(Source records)
═══
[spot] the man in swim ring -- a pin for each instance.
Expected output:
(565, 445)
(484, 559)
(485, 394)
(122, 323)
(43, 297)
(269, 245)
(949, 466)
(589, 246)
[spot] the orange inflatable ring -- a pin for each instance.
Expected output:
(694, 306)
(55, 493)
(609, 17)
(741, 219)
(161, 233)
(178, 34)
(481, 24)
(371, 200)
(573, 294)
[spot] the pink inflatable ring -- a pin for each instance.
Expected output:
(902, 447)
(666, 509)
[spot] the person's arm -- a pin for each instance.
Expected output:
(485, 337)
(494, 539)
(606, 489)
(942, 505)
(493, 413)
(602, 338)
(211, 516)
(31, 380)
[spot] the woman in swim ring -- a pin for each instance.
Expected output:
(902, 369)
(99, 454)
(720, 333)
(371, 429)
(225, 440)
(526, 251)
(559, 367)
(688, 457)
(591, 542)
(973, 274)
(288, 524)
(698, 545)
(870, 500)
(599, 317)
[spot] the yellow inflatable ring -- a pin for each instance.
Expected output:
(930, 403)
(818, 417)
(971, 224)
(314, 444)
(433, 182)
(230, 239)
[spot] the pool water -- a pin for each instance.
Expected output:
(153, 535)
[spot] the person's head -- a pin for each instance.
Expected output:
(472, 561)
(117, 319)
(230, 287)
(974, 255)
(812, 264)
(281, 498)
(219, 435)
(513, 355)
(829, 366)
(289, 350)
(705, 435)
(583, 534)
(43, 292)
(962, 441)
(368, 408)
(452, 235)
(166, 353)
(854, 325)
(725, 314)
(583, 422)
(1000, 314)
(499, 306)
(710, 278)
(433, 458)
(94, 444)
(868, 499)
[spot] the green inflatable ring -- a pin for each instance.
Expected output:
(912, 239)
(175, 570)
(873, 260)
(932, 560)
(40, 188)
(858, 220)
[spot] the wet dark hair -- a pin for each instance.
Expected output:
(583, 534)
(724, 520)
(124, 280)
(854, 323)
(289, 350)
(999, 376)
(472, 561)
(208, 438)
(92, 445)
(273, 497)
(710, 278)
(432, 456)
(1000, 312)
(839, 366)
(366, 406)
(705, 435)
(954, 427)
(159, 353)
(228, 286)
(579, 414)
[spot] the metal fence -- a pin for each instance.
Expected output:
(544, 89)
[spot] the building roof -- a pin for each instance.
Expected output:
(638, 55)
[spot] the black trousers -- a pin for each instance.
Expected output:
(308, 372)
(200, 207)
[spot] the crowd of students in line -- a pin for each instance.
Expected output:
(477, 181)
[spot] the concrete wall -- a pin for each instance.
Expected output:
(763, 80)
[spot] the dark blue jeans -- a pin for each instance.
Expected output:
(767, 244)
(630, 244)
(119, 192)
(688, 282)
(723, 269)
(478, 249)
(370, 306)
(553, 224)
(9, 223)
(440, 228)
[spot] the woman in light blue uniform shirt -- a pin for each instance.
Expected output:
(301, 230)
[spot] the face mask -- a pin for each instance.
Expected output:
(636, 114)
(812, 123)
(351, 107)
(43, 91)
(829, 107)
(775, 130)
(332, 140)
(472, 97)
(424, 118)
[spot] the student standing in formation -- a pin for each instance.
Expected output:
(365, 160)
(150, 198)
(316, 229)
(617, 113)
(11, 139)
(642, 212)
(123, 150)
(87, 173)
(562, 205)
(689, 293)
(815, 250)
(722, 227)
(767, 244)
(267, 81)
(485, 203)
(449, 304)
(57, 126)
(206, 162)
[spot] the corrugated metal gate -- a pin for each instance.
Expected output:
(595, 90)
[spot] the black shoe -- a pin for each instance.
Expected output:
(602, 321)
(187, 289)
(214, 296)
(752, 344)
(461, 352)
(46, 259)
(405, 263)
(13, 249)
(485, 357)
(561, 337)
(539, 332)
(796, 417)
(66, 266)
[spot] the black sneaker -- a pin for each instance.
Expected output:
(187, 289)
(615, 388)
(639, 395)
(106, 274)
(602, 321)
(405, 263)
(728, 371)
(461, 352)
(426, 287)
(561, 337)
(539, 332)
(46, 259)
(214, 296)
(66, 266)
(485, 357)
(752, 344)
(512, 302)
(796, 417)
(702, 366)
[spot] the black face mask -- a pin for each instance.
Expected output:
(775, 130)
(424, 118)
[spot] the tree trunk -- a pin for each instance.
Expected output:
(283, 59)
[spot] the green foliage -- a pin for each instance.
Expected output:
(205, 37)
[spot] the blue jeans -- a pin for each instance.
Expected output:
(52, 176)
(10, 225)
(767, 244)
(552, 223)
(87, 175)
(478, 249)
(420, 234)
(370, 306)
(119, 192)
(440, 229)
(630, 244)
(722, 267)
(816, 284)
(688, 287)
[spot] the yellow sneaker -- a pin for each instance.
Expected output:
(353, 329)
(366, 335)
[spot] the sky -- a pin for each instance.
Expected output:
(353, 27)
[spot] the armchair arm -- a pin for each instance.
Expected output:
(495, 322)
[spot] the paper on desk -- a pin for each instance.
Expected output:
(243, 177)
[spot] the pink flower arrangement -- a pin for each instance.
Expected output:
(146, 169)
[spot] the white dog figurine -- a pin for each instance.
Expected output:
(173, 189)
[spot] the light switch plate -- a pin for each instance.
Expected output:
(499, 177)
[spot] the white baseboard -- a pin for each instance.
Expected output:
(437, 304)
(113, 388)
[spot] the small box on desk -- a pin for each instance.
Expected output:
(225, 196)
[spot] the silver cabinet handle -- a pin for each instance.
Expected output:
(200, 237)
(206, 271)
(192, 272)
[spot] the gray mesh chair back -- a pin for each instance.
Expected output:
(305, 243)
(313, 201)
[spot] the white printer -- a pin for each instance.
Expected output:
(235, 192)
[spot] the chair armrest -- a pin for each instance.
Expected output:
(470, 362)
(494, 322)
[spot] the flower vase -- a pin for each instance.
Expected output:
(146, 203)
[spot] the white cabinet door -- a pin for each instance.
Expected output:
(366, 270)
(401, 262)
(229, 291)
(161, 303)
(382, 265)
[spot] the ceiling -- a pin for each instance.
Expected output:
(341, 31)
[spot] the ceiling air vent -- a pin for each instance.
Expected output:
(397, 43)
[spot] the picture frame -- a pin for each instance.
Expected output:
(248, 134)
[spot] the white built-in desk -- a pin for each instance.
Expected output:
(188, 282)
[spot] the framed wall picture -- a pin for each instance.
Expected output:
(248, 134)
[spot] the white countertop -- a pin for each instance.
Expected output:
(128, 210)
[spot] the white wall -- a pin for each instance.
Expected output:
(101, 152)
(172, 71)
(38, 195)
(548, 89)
═══
Work to be completed :: Please reproduce every row above without changing a single character.

Solution to the problem ::
[spot] the man in swim ring -- a pin for each instance.
Expected output:
(565, 445)
(484, 559)
(485, 394)
(122, 323)
(43, 297)
(269, 245)
(949, 466)
(589, 246)
[spot] the orange inflatable ring -- a pin for each instance.
Expected output:
(694, 306)
(55, 493)
(609, 17)
(741, 219)
(161, 233)
(178, 34)
(481, 24)
(371, 200)
(573, 294)
[spot] the pink inflatable ring -- a pin for each instance.
Expected output:
(902, 447)
(666, 509)
[spot] the person's arm -- a pin for each instance.
Expected output:
(485, 337)
(494, 539)
(606, 489)
(942, 505)
(493, 413)
(602, 338)
(211, 516)
(31, 380)
[spot] the woman in swim ring -- a pin for each instance.
Expected output:
(902, 369)
(99, 454)
(720, 333)
(371, 429)
(225, 440)
(526, 251)
(559, 367)
(688, 457)
(591, 542)
(973, 274)
(288, 524)
(698, 545)
(870, 500)
(599, 317)
[spot] the yellow inflatable ring -- a pin for each instance.
Expected output:
(930, 403)
(818, 417)
(971, 224)
(314, 444)
(433, 182)
(230, 239)
[spot] the pool water -- a pin for each instance.
Expected output:
(153, 535)
[spot] the person's head -- a pin for each instance.
Expected output:
(472, 561)
(117, 319)
(230, 287)
(974, 255)
(812, 264)
(281, 498)
(219, 435)
(513, 355)
(829, 366)
(289, 350)
(705, 435)
(583, 534)
(43, 292)
(962, 441)
(368, 408)
(452, 235)
(166, 353)
(854, 325)
(725, 314)
(583, 422)
(1000, 314)
(499, 306)
(710, 278)
(433, 458)
(94, 444)
(868, 499)
[spot] the green inflatable ring -- a pin for each instance.
Expected output:
(912, 239)
(175, 570)
(873, 260)
(932, 560)
(40, 188)
(858, 220)
[spot] the wet dark hair -- a pin for each instance.
Expected output:
(583, 534)
(724, 520)
(124, 280)
(854, 323)
(289, 350)
(999, 376)
(472, 561)
(208, 438)
(92, 445)
(273, 497)
(710, 278)
(432, 456)
(1000, 312)
(839, 366)
(366, 406)
(705, 435)
(954, 427)
(159, 353)
(228, 286)
(579, 414)
[spot] the metal fence -- a pin for each instance.
Expected output:
(544, 89)
[spot] the building roof -- a pin for each instance.
Expected output:
(638, 55)
[spot] the black trousers -- a pin for each instance.
Expected output:
(308, 372)
(200, 207)
[spot] the crowd of students in line -- a pin for each instance.
Expected output:
(477, 181)
[spot] the concrete wall -- a pin for each instance.
Expected output:
(763, 80)
[spot] the dark blue jeans -- a pin for each instance.
Expected output:
(767, 244)
(630, 244)
(119, 192)
(688, 282)
(723, 269)
(478, 249)
(370, 306)
(553, 224)
(9, 223)
(440, 228)
[spot] the woman in light blue uniform shirt -- a pin for each instance.
Expected output:
(301, 230)
[spot] the face mask -- a pin for each instance.
Expected output:
(636, 114)
(812, 123)
(351, 107)
(43, 91)
(829, 107)
(775, 130)
(332, 140)
(472, 97)
(424, 118)
[spot] the student standing in formation -- a pin for each instance.
Expected output:
(365, 160)
(150, 198)
(316, 229)
(617, 113)
(11, 139)
(642, 212)
(123, 150)
(87, 173)
(562, 205)
(689, 293)
(815, 250)
(722, 227)
(767, 244)
(267, 81)
(485, 203)
(449, 304)
(57, 126)
(206, 162)
[spot] the corrugated metal gate -- a pin for each instance.
Expected output:
(595, 90)
[spot] the black shoe -- a pin for each instance.
Expected output:
(602, 321)
(187, 289)
(214, 296)
(752, 344)
(461, 352)
(46, 259)
(405, 263)
(13, 249)
(485, 357)
(561, 337)
(539, 332)
(796, 417)
(66, 266)
[spot] the black sneaker -- a pin for each instance.
Expected output:
(187, 289)
(615, 388)
(639, 395)
(106, 274)
(602, 321)
(405, 263)
(728, 371)
(461, 352)
(426, 287)
(561, 337)
(539, 332)
(46, 259)
(214, 296)
(66, 266)
(485, 357)
(752, 344)
(512, 302)
(796, 417)
(702, 366)
[spot] the black face mask -- a pin for each instance.
Expected output:
(775, 130)
(424, 118)
[spot] the tree trunk -- a pin for each instance.
Expected output:
(283, 59)
[spot] the green foliage -- a pin for each instance.
Expected output:
(205, 37)
[spot] the blue jeans -- a pin for each instance.
Expected output:
(52, 176)
(10, 225)
(767, 244)
(552, 223)
(87, 175)
(478, 249)
(420, 234)
(370, 306)
(119, 192)
(440, 229)
(630, 244)
(722, 267)
(816, 284)
(688, 287)
[spot] the yellow sneaker -- a pin for each instance.
Expected output:
(353, 329)
(366, 335)
[spot] the sky -- a pin for each instance.
Expected output:
(353, 27)
[spot] the armchair arm -- a pin for each instance.
Expected output:
(495, 322)
[spot] the paper on desk -- a pin for each instance.
Expected output:
(243, 177)
[spot] the pink flower arrangement -- a pin for each instance.
Expected output:
(146, 169)
[spot] the white dog figurine -- a pin for each instance.
Expected output:
(173, 189)
[spot] the light switch plate -- a pin for each instance.
Expected output:
(499, 177)
[spot] the white baseboard -- a pin for each instance.
Expected output:
(437, 304)
(113, 388)
[spot] the small box on desk -- a pin for each instance.
Expected output:
(225, 196)
[spot] the silver cabinet handle -- a pin for each instance.
Expected output:
(200, 237)
(206, 271)
(192, 272)
[spot] the gray mesh chair back -- a pin for each instance.
Expected output:
(305, 243)
(313, 201)
[spot] the white printer -- a pin for each instance.
Expected output:
(235, 192)
[spot] the chair armrest -- a pin for each instance.
Expected output:
(470, 362)
(494, 322)
[spot] the flower vase -- a pin for each instance.
Expected output:
(146, 203)
[spot] the white cabinet door -- a pin for each instance.
Expected output:
(366, 270)
(401, 262)
(229, 291)
(161, 303)
(382, 265)
[spot] the ceiling -- a pin for each instance.
Expected output:
(341, 31)
[spot] the ceiling air vent -- a pin for each instance.
Expected output:
(397, 43)
[spot] the picture frame -- a pin for each instance.
Expected output:
(248, 134)
[spot] the white built-in desk -- a pin for each instance.
Expected output:
(188, 282)
[spot] the framed wall picture -- a pin for each instance.
Expected output:
(248, 134)
[spot] the white countertop -- a pin for each instance.
Expected output:
(128, 210)
[spot] the white wall -- a pin for each instance.
Expected output:
(101, 152)
(172, 71)
(38, 195)
(548, 89)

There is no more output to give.